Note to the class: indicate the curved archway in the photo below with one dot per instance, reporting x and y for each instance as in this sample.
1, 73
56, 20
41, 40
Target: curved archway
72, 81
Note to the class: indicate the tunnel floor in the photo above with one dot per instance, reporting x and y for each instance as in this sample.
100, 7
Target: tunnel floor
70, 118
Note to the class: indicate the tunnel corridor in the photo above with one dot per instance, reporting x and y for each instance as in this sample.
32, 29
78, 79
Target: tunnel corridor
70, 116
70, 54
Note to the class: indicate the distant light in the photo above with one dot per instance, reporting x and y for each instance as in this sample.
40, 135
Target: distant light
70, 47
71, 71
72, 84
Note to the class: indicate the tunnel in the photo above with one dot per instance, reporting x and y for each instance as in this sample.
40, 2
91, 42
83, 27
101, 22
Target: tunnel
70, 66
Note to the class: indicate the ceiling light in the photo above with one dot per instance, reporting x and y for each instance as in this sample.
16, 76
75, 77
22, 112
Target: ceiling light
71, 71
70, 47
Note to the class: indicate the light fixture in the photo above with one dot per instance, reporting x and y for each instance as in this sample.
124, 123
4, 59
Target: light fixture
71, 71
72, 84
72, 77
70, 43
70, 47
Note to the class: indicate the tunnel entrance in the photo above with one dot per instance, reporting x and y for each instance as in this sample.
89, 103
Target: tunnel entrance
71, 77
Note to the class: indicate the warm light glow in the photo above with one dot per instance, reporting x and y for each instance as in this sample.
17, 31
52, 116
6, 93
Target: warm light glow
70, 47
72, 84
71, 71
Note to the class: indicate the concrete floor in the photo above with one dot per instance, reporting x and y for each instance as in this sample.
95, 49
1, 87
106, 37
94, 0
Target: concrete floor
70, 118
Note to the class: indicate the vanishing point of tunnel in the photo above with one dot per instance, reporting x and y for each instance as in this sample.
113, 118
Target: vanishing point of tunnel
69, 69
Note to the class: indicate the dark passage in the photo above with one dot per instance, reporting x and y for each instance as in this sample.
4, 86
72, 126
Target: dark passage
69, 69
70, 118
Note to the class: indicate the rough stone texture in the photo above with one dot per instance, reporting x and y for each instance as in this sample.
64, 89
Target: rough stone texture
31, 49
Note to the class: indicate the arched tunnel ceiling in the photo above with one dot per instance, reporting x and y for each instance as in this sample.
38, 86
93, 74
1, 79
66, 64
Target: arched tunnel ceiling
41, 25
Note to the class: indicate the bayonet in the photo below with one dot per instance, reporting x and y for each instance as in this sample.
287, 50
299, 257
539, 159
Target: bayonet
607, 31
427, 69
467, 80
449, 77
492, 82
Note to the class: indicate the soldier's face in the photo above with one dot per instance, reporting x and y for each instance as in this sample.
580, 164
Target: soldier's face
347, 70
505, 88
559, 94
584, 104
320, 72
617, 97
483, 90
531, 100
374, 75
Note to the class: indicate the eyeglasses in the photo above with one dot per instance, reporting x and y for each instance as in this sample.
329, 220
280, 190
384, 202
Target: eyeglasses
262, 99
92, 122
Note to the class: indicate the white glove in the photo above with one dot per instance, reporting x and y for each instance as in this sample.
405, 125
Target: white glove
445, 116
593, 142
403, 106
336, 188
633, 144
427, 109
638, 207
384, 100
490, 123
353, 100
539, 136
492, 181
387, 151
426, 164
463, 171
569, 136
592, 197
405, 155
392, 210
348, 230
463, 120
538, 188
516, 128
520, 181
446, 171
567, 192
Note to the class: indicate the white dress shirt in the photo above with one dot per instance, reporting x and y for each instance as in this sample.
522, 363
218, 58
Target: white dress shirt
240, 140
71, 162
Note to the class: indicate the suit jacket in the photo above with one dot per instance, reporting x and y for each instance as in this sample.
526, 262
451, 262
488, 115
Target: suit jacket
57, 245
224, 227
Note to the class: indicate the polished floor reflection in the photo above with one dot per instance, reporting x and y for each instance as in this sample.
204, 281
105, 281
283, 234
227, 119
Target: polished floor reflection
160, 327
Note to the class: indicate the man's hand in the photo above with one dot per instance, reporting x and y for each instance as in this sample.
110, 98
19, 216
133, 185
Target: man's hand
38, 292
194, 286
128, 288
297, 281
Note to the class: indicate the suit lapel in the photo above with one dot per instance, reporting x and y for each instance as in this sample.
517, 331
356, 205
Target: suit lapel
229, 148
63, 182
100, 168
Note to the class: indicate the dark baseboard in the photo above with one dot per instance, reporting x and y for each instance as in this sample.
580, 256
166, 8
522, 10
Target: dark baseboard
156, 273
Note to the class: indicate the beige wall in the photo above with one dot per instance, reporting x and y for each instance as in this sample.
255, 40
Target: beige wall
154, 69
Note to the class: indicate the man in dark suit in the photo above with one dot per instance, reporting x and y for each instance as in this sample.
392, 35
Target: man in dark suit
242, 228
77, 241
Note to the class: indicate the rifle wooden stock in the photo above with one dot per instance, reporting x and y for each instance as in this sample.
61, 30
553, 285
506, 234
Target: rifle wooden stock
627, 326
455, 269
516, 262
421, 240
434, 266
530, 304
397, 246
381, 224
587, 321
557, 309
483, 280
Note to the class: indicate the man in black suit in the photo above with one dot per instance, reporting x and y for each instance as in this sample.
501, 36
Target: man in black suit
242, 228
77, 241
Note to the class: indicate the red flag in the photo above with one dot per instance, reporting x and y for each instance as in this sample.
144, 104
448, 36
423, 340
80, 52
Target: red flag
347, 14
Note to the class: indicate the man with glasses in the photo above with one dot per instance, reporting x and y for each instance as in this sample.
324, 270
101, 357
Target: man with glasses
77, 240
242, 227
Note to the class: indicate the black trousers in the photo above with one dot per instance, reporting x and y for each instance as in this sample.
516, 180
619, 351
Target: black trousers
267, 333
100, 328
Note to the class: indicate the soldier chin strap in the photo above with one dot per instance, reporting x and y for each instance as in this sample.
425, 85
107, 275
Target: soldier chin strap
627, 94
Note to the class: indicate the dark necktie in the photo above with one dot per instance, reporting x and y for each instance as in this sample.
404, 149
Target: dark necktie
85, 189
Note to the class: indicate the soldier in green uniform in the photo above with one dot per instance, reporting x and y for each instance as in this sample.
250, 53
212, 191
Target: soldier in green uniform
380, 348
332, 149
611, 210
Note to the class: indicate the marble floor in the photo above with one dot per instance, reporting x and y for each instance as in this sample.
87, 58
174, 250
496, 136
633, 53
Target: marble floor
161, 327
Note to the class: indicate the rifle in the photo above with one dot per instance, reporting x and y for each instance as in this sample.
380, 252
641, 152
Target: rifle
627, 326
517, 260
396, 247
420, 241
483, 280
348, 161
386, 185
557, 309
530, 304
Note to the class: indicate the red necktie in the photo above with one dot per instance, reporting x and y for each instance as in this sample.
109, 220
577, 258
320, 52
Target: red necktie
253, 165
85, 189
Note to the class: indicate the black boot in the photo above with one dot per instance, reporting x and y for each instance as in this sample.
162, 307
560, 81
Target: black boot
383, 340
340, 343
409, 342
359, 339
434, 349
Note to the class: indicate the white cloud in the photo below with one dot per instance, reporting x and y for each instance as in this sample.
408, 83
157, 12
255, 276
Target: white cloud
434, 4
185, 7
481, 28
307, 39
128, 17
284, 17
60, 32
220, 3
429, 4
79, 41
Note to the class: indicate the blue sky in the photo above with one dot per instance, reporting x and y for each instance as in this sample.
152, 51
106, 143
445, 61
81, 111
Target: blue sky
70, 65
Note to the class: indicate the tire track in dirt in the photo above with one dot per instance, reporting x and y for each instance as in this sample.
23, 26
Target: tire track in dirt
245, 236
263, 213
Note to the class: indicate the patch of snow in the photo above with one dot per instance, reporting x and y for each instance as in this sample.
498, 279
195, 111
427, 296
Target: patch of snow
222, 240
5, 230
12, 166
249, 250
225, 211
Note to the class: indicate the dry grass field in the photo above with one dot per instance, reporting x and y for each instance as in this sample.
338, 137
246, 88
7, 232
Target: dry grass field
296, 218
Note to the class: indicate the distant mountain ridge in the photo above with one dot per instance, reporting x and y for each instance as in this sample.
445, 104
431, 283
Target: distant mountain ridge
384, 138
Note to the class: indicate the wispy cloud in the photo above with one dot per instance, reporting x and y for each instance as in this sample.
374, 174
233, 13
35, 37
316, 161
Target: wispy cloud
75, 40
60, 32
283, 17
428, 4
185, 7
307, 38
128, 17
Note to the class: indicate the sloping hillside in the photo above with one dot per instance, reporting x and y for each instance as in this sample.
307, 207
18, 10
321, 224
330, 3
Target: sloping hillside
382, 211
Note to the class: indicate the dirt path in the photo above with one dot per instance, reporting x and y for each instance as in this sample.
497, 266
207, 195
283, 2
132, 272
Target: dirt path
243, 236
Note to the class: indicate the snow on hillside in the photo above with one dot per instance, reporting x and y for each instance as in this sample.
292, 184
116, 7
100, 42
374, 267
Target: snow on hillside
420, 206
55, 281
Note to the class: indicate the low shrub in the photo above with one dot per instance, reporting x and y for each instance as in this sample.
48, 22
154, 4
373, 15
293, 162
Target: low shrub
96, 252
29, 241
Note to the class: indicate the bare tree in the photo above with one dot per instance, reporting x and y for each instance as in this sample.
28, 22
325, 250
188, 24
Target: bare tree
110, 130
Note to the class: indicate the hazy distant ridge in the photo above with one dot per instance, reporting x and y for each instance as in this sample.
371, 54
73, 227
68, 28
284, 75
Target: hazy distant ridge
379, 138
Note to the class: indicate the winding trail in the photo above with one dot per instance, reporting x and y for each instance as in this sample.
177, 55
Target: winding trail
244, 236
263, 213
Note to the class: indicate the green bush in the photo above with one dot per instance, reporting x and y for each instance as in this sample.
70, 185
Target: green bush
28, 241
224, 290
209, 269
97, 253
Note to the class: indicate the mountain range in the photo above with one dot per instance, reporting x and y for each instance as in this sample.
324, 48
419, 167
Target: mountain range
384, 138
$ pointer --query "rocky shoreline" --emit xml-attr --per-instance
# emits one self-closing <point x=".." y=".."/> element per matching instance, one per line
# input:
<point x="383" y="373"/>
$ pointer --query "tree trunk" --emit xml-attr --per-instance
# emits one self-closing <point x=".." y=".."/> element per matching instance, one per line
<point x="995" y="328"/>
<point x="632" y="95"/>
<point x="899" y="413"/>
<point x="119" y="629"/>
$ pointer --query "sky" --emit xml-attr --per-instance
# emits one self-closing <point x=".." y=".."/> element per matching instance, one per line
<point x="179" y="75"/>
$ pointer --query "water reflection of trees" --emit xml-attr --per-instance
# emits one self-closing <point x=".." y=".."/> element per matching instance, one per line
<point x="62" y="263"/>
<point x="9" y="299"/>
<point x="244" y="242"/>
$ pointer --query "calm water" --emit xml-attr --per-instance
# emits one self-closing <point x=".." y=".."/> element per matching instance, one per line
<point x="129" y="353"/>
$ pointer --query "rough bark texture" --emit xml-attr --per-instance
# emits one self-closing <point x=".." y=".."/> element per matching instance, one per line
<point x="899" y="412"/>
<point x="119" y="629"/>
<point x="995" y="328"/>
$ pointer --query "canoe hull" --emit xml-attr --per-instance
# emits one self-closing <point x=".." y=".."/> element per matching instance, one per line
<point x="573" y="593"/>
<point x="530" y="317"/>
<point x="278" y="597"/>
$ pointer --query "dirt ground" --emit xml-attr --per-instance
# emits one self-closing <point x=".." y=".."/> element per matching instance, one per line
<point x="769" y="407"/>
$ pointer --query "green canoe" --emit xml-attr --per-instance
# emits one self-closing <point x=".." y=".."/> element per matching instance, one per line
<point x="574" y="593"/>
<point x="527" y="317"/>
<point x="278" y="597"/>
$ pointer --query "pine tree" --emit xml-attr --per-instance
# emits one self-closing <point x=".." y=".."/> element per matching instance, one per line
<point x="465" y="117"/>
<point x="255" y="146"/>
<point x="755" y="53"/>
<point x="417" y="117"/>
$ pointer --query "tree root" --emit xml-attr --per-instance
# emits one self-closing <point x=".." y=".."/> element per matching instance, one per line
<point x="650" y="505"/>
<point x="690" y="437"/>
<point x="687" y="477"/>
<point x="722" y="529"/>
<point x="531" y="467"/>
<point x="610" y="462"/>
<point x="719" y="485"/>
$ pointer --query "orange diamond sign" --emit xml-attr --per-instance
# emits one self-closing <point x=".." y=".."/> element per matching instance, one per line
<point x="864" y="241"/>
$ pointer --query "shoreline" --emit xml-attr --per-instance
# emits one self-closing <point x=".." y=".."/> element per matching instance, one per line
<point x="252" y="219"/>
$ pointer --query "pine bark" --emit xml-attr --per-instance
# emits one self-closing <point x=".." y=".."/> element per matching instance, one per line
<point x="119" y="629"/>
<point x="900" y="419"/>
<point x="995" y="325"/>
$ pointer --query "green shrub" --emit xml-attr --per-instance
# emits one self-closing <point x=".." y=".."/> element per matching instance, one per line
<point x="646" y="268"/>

◇ ◇ ◇ ◇ ◇

**Exercise:** Your answer should consist of each line above in which "shoreline" appears.

**Output of the exercise:**
$ pointer --query "rocky shoreline" --emit xml-attr --per-instance
$ pointer --query "shoreline" --emit xml-attr --per-instance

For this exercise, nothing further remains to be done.